## What to do
1) Answer these questions about the plan passage below, one line each:
(a) Under which article of the Plan may the Committee grant SARs?
(b) What event involving the original Award is given as an example of a specified event?
(c) Whose present and potential contributions may the Committee take into account, and to the success of what?
2) Could you write the next part of the passage on the Committee's powers under the plan, starting after its final sentence?

**** Passage provided ****

3.2 Powers. The Committee shall have full power and authority to grant to eligible Persons Options under Article VI of the Plan, SARs under Article VII of the Plan, Restricted Shares under Article VIII of the Plan, Restricted Stock Units under Article VIII of the Plan, Cash Awards under Article IX of the Plan and/or Performance Awards under Article IX of the Plan, to determine the terms and conditions (which need not be identical) of all Awards so granted, to interpret the provisions of the Plan and any Agreements relating to Awards granted under the Plan and to supervise the administration of the Plan. The Committee in making an Award may provide for the granting or issuance of additional, replacement or alternative Awards upon the occurrence of specified events, including the exercise of the original Award. The Committee shall have sole authority in the selection of Persons to whom Awards may be granted under the Plan and in the determination of the timing, pricing and amount of any such Award, subject only to the express provisions of the Plan. In making
A-4
determinations hereunder, the Committee may take into account the nature of the services rendered by the respective employees, officers, independent contractors and Nonemployee Directors, their present and potential contributions to the success of the Company and its Subsidiaries, and such other factors as the Committee in its discretion deems relevant.

**** Material provided ****

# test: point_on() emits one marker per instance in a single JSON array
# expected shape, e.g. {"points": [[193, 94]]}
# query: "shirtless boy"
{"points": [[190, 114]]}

****

## Expected answers
1)
(a) Article VII.
(b) The exercise of the original Award.
(c) Those of the respective employees, officers, independent contractors and Nonemployee Directors, to the success of the Company and its Subsidiaries.

2)
3.3 Interpretation. The Committee is authorized, subject to the provisions of the Plan, to establish, amend and rescind such rules and regulations as it deems necessary or advisable for the proper administration of the Plan and to take such other action in connection with or in relation to the Plan as it deems necessary or advisable. Each action and determination made or taken pursuant to the Plan by the Committee, including any interpretation or construction of the Plan, shall be final and conclusive for all purposes and upon all Persons. No member of the Committee shall be liable for any action or determination made or taken by such member or the Committee in good faith with respect to the Plan.
3.4 Awards to Nonemployee Directors. The Board shall have the same powers as the Committee with respect to awards to Nonemployee Directors and may exercise such powers in lieu of action by the Committee.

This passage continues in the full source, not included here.